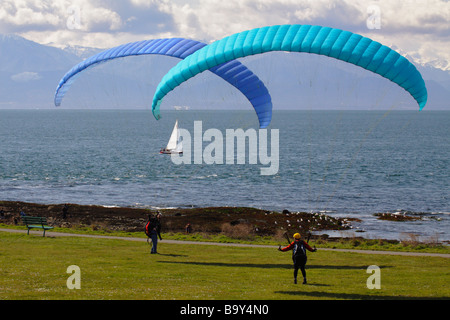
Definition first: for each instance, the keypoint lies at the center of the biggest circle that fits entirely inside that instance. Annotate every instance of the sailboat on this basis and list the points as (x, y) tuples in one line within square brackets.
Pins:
[(174, 145)]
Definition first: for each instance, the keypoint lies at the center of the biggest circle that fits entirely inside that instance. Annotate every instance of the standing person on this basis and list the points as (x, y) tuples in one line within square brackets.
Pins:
[(299, 258), (153, 231), (65, 210)]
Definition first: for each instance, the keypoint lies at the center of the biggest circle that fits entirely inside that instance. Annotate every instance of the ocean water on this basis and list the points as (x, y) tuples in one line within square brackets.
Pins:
[(343, 163)]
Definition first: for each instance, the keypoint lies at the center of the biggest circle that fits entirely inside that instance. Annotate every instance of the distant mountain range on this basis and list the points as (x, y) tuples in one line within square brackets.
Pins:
[(30, 72)]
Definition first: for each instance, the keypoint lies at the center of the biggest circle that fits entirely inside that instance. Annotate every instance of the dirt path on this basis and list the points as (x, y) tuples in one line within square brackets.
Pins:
[(61, 234)]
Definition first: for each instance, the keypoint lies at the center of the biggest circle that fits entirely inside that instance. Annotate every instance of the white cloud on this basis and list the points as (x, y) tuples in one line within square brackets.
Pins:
[(415, 26), (25, 76)]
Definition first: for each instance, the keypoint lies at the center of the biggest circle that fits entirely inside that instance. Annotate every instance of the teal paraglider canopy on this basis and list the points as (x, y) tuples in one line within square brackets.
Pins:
[(334, 43), (233, 71)]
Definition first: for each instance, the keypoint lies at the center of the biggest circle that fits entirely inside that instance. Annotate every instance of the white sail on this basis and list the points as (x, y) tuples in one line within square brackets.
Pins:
[(172, 144)]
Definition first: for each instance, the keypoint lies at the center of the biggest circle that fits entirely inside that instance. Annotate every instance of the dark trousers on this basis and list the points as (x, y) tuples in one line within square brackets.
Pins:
[(299, 263)]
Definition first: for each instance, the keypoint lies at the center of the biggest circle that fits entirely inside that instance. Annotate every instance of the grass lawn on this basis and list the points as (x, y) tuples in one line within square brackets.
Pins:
[(34, 268)]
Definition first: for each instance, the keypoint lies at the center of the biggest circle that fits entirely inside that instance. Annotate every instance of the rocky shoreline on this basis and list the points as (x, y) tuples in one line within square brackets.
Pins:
[(230, 220)]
^^^^^^^^
Problem details: Return the data word for word without its pictures.

Result for this exercise:
Definition first: for each instance, the keypoint lies at the center of the biggest circle that fits entirely inside that instance. Annotate every instance of the sailboat on this basis and list the points as (x, y) tuples in one line within square brackets.
Pins:
[(174, 145)]
Definition first: for each instance, the keypoint lies at the center of the biggest circle that fits entirely inside that instance. Annotate every instance of the standing person on this basis and list the points as (x, y) tuples in one line within square brackets.
Pins:
[(299, 258), (153, 231), (65, 210)]
Definition first: for each instance, the keypoint lies at the center of the biggest circle that fits entirely inside that instance. Annotate every instance of the ocean water on this basis and list the points as (x, y) tuples in one line within square brackets.
Pins:
[(343, 163)]
Definition first: for each instance, the keypoint lies at the center of the biggest circle that fits entirely inside that instance. Annotate every instance of the distant mountain range on this basis and list the points as (x, y) tuples in one line within square brackets.
Pins:
[(30, 72)]
Definition first: for each instance, the keypoint lies at the center of the biggest circle that fits entirely inside that instance. Annotate every instance of the dirt path on this basis and list the points as (x, y) tuples in one line within square brackets.
Pins:
[(61, 234)]
Definition first: for each instance, the keypoint lies at the center of the biggest circle that fits entirely inside that instance. Annotate every instance of the white cloud on this basis and list the points as (x, y) tuples in one line within square brackets.
Pins:
[(415, 26), (25, 76)]
Definition first: for each instance, the keypoint lies at the center of the biggest circle that fits entirely inside that instance. Annotate every instance of the teal paraglider canopy on this basis and list the points as (x, y) tuples in one line within square brackets.
Pins:
[(334, 43), (233, 71)]
Definition first: for each instance, the keypoint lies at the center of the biggest circle that fits entirely inside that instance. Annotate every instance of the white sail on this basis and list the points as (x, y) tuples in one line within square brackets.
Pins:
[(172, 144)]
Definition first: for each instance, the keypoint lies at the center of the biggest circle that fits entirely inside that instance. Annotate every instance of the dark trousers on this basis and list the points as (x, y) tuples in one line within square brackets.
Pins:
[(299, 263)]
Definition first: for each instance, the keypoint lies at the center of the biggest circle that fits entirely inside that instance. Annotate every instance of the grass lawn on this basis and list the points as (x, y) tuples in one line within square brackets.
Pins:
[(34, 268)]
Definition first: for each instance, the keypoint lies at the center of the biggest circle that fits entirely inside that instance. Annotate every instance of the rocky shoreline on this basis and list the points as (x, y) tuples in one line within square brackets.
Pins:
[(230, 220)]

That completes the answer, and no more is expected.